Source extract:
* * * * * * *

Been
away so long I hardly knew the place
Gee,
it's good to be back home
Leave
it till tomorrow to unpack my case
Honey,
disconnect the phone
I'm
back in the USSR
You
don't know how lucky you are, boy
Back
in the US, back in the US
Back
in the USSR
(Paul
McCartney, The Beatles, The White Album, 1968)
Godless
Communists and Would-Be Heroes
For those of us
raised in the chilliest days of the Cold War, the interactions between Russia
and the US today are hard to imagine. The idea that Americans would ever visit
Russia, much less choose to stay there, would have been inconceivable in 1968
when the Beatles’ satire on the Beach Boys and Chuck Berry rose to the top of
the charts as the lead song of The White
Album.
Knowing how true blue
Americans were supposed to feel about Russians was not difficult during the
Cold War. The Russians and their Cuban dupes were the folks who had come within
one hour of launching the fiery end of the world in a nuclear holocaust in
1962, blinking only at the last moment in the Cuban missile crisis. The
Russians were anti-God, anti-democracy, anti-freedom. Schoolchildren were
taught to deride Russian leaders with new versions of the Christmas song
Rudolph the Red Nosed Reindeer which began “Khruschev, the bald-headed Russian”
even as we learned to duck and cover to avoid being blinded by the nuclear
flash a not so-amused Kruschev might have launched in response.
Perhaps
that’s why today’s news feels so strange to many of us Baby Boomers who wonder
if we’ve awoken from a Rip Van Winkle century long snooze to find
self-proclaimed freedom fighter Edward Snowden accepting asylum in Russia to
escape US legal prosecution for revealing spying tactics. And we have to shake
our heads in disbelief to see the homophobia of 1960s America now championed by
Russian politicians under the tired banner of “family values.”
Cognitive
Dissonance en el Campo
Of
course, this is not the first time I’ve had to deal with the cognitive
dissonance in the face of a world whose previous understanding had been stood
on its head. In 1992 I was a part of a team of seminarians who came to El
Salvador under the auspices of the World Council of Churches to observe the
cease fire in the long, bloody civil war there. One of the sites we visited was
a community of burn victims who had survived horrific injuries from napalm
poured from helicopters down on their heads quite literally. Whole sections of
the countryside still bore the marks of the fiery scouring by napalm where bare
rock stripped of all life, scorched black was all that remained in many places.
The
young man we talked with at the community was scarred from head to toe
including his face. How could anyone have survived such a painful ordeal? He
spoke of being burned as he rushed from his house when napalm began to descend
on his village where rebels against the US-supported regime were living. Trying
to remain as silent as possible given their grievous injuries, he and others
had hid in muddy, water-filled ditches overgrown with weeds as government
troops drove by to mop up those who had survived the aerial assault.

* * * * * * *

Data lines:

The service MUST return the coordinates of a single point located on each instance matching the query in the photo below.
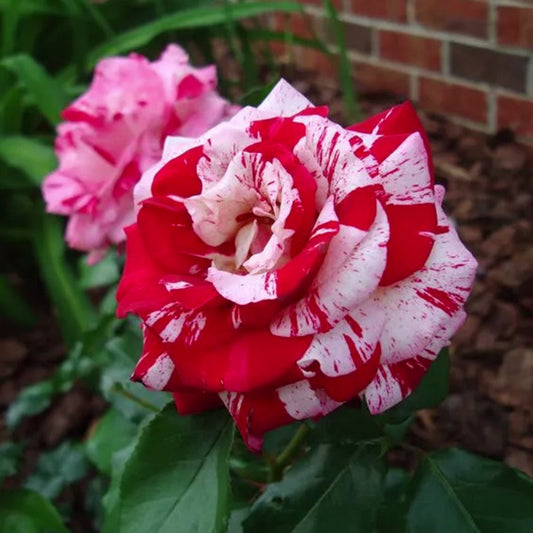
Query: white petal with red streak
(173, 147)
(284, 100)
(301, 401)
(158, 375)
(258, 287)
(333, 350)
(328, 145)
(385, 391)
(405, 174)
(223, 143)
(339, 290)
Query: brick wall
(469, 59)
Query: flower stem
(119, 389)
(287, 454)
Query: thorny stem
(130, 396)
(287, 454)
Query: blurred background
(466, 64)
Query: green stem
(119, 389)
(286, 456)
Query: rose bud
(284, 265)
(115, 131)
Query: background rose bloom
(285, 265)
(115, 131)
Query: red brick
(404, 48)
(320, 63)
(478, 63)
(515, 26)
(516, 114)
(469, 17)
(373, 78)
(453, 98)
(395, 10)
(337, 4)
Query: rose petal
(349, 275)
(417, 306)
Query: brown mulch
(490, 406)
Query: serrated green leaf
(333, 488)
(393, 509)
(457, 491)
(25, 511)
(103, 273)
(113, 433)
(33, 158)
(10, 453)
(58, 469)
(187, 19)
(257, 94)
(13, 305)
(177, 478)
(46, 92)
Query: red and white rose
(115, 131)
(284, 265)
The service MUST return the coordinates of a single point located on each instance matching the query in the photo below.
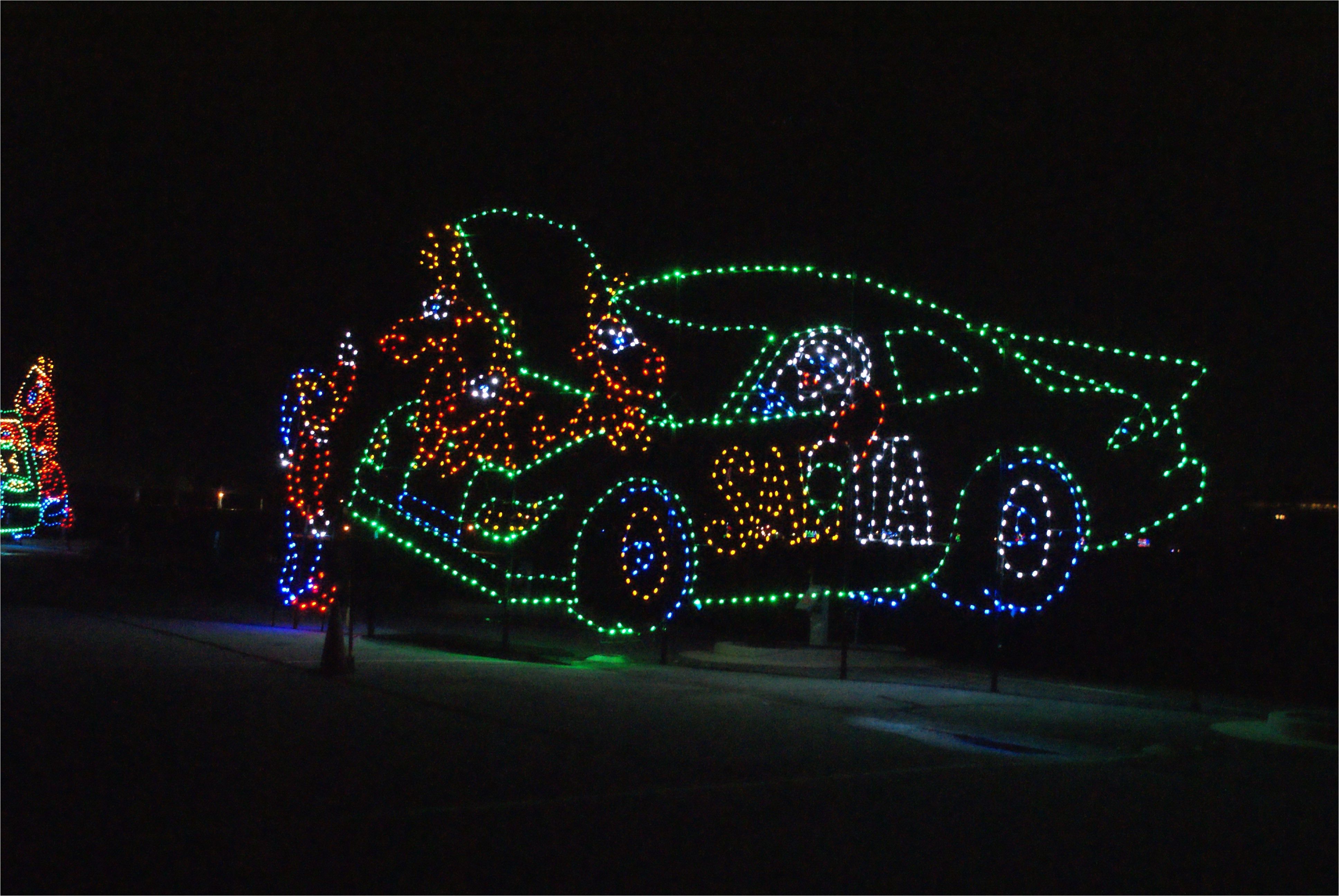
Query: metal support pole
(846, 646)
(997, 633)
(995, 655)
(507, 585)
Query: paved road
(144, 755)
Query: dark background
(200, 200)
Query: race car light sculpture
(580, 489)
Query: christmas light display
(578, 488)
(311, 408)
(21, 499)
(37, 408)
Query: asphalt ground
(144, 755)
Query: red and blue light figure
(311, 409)
(37, 406)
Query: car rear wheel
(1018, 538)
(634, 563)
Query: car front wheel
(634, 562)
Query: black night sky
(198, 200)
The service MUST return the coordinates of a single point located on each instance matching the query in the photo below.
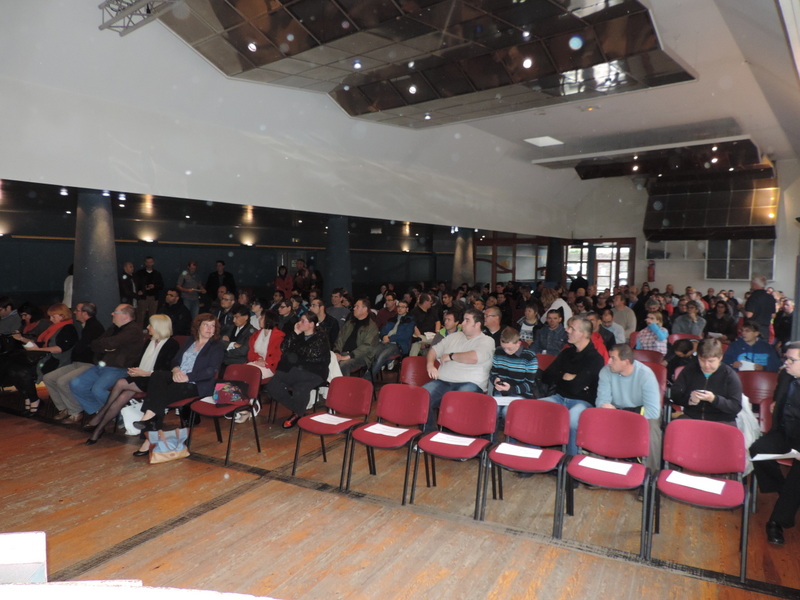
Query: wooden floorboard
(253, 528)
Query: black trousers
(162, 391)
(300, 382)
(770, 477)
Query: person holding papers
(708, 389)
(783, 437)
(627, 384)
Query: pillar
(338, 255)
(95, 259)
(464, 258)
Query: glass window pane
(763, 267)
(716, 269)
(739, 268)
(740, 249)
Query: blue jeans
(437, 389)
(91, 388)
(575, 408)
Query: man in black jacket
(575, 373)
(781, 438)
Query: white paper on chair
(794, 454)
(329, 419)
(506, 400)
(704, 484)
(609, 466)
(453, 440)
(522, 451)
(381, 429)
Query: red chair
(707, 448)
(647, 355)
(247, 374)
(758, 386)
(536, 423)
(348, 397)
(466, 415)
(614, 434)
(660, 372)
(545, 360)
(405, 406)
(674, 337)
(414, 371)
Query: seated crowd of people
(475, 339)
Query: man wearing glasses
(781, 438)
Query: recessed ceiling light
(544, 141)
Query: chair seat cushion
(379, 440)
(547, 461)
(218, 410)
(732, 494)
(452, 451)
(315, 427)
(632, 479)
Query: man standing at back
(465, 359)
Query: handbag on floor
(167, 445)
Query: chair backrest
(414, 371)
(545, 360)
(632, 339)
(758, 385)
(537, 422)
(647, 355)
(351, 396)
(613, 433)
(403, 404)
(468, 413)
(249, 374)
(660, 372)
(704, 446)
(674, 337)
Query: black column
(339, 270)
(95, 277)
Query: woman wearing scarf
(53, 349)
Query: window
(740, 259)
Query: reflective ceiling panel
(429, 62)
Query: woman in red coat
(265, 346)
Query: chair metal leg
(479, 486)
(230, 439)
(297, 451)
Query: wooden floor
(252, 528)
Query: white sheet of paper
(609, 466)
(329, 419)
(704, 484)
(791, 454)
(506, 400)
(453, 440)
(523, 451)
(382, 429)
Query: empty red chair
(467, 415)
(707, 448)
(405, 406)
(247, 374)
(348, 402)
(535, 423)
(620, 437)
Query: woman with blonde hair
(51, 350)
(157, 353)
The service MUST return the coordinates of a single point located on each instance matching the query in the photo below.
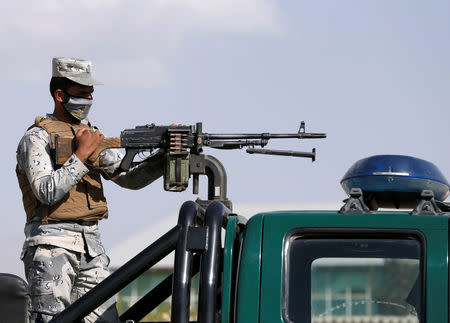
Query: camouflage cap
(77, 70)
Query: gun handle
(107, 143)
(128, 158)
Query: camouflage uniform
(65, 259)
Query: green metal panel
(247, 304)
(227, 278)
(278, 224)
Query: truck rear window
(353, 278)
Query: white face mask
(78, 107)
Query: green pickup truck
(356, 264)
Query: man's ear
(60, 96)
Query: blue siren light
(395, 181)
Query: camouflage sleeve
(33, 157)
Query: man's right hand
(87, 142)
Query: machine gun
(183, 146)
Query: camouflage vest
(85, 201)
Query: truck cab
(324, 266)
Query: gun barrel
(231, 136)
(291, 153)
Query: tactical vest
(85, 201)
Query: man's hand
(87, 142)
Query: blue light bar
(396, 174)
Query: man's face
(80, 91)
(76, 90)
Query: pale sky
(374, 75)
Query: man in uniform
(62, 253)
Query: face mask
(78, 107)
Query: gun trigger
(302, 128)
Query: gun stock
(107, 143)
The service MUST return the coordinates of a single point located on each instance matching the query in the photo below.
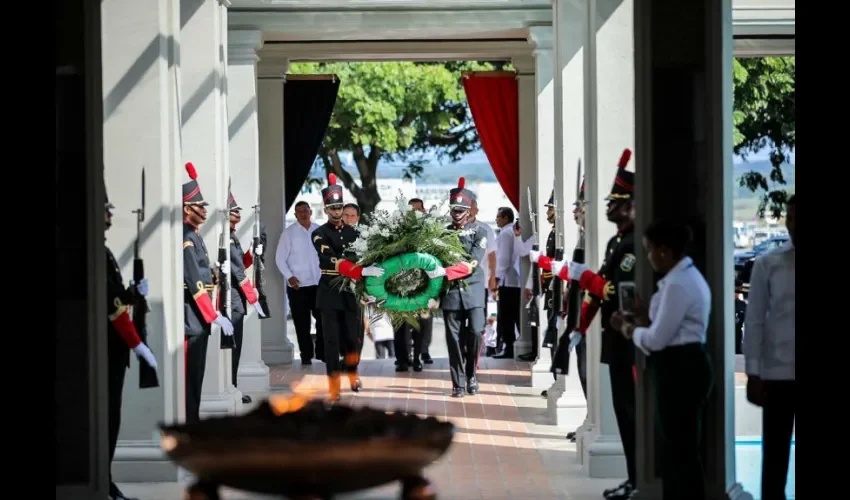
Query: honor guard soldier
(242, 290)
(122, 336)
(463, 302)
(198, 311)
(339, 309)
(617, 352)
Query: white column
(203, 63)
(527, 96)
(141, 129)
(541, 40)
(609, 102)
(242, 46)
(276, 347)
(566, 406)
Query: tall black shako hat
(191, 190)
(624, 182)
(332, 195)
(108, 206)
(231, 202)
(460, 197)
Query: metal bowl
(318, 450)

* * * * * * *

Parts of the exercise:
(1) Retype the essay's text between "Knowing how true" and "launched in response.", inclusive.
(2) According to the essay, under whose auspices did the team of seminarians come to El Salvador in 1992?
(3) Translate this sentence from the essay into Spanish: "How could anyone have survived such a painful ordeal?"
Rely on the essay alone.

In response:
(1)
Knowing how true blue
Americans were supposed to feel about Russians was not difficult during the
Cold War. The Russians and their Cuban dupes were the folks who had come within
one hour of launching the fiery end of the world in a nuclear holocaust in
1962, blinking only at the last moment in the Cuban missile crisis. The
Russians were anti-God, anti-democracy, anti-freedom. Schoolchildren were
taught to deride Russian leaders with new versions of the Christmas song
Rudolph the Red Nosed Reindeer which began “Khruschev, the bald-headed Russian”
even as we learned to duck and cover to avoid being blinded by the nuclear
flash a not so-amused Kruschev might have launched in response.

(2) The World Council of Churches.

(3) ¿Cómo pudo alguien haber sobrevivido a una experiencia tan dolorosa?